Exercise instructions: Starting at the line that has "Expected behaviour: mark a point on the bird's" and stopping after the line that has "[[718, 749]]", give those items as a two-column CSV with the columns instruction and points. Use one row per item, put each value in one quoted field with line breaks turned into spaces, and leave the pictures out.

Records for this exercise:
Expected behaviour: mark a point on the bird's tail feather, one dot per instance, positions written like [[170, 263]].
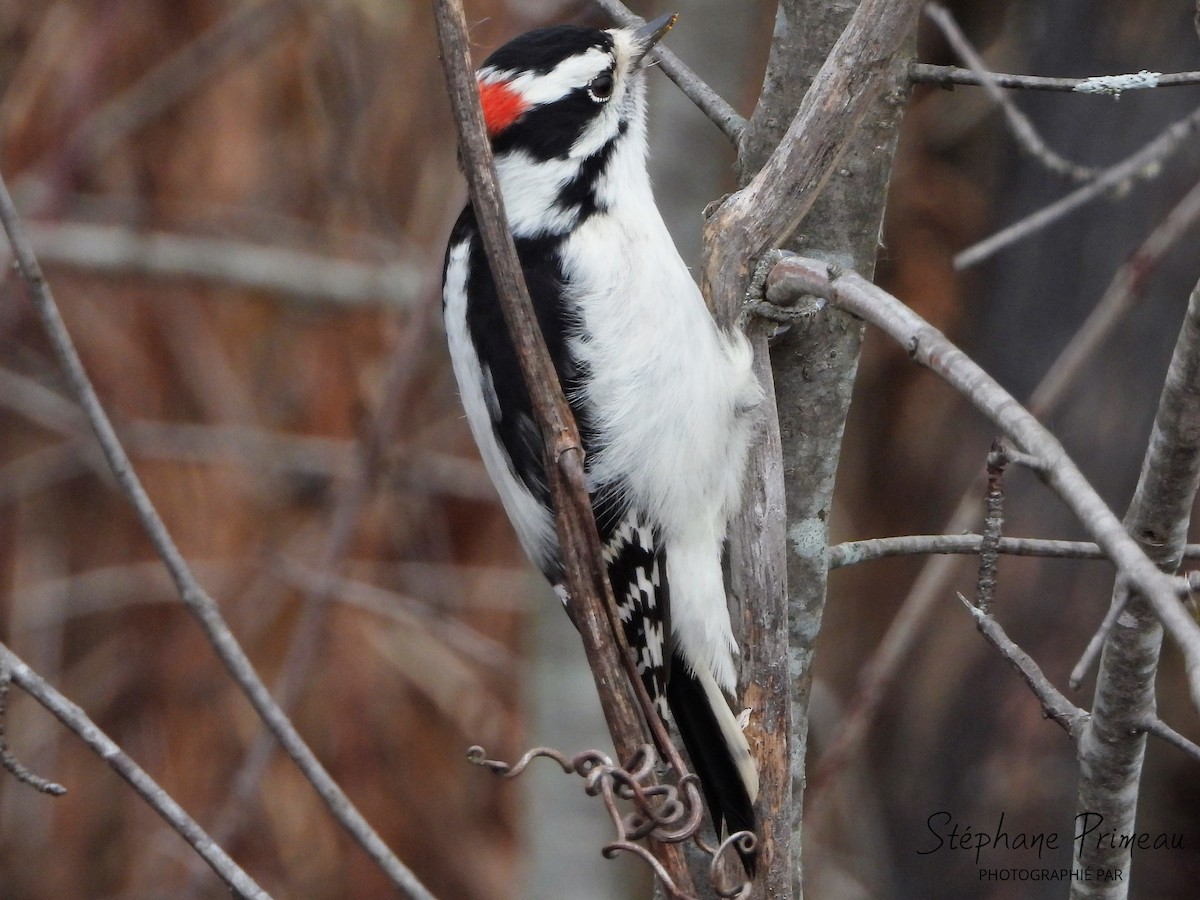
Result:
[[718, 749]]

---

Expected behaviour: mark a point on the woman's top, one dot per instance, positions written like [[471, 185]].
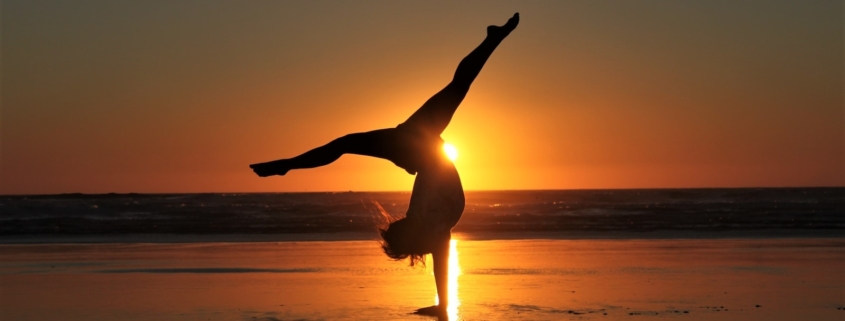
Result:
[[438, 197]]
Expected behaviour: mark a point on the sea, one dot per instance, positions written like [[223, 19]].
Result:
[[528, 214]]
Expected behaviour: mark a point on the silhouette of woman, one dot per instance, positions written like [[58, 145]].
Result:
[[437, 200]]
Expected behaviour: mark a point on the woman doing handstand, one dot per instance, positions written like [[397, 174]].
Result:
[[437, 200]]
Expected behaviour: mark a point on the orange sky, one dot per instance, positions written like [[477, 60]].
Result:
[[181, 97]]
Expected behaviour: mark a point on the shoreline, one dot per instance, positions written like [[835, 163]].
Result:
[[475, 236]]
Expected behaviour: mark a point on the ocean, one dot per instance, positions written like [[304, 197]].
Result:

--

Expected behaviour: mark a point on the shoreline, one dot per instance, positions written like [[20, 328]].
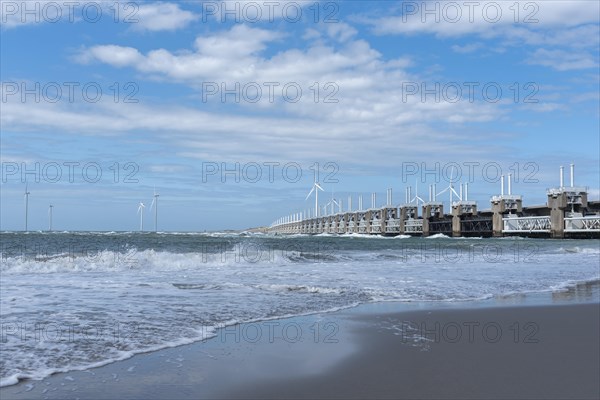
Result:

Correct output:
instruction,points
"Expected behaviour: mark a point on the bird's tail feather, one dot per instance, positions written like [[170, 263]]. Result:","[[718, 749]]"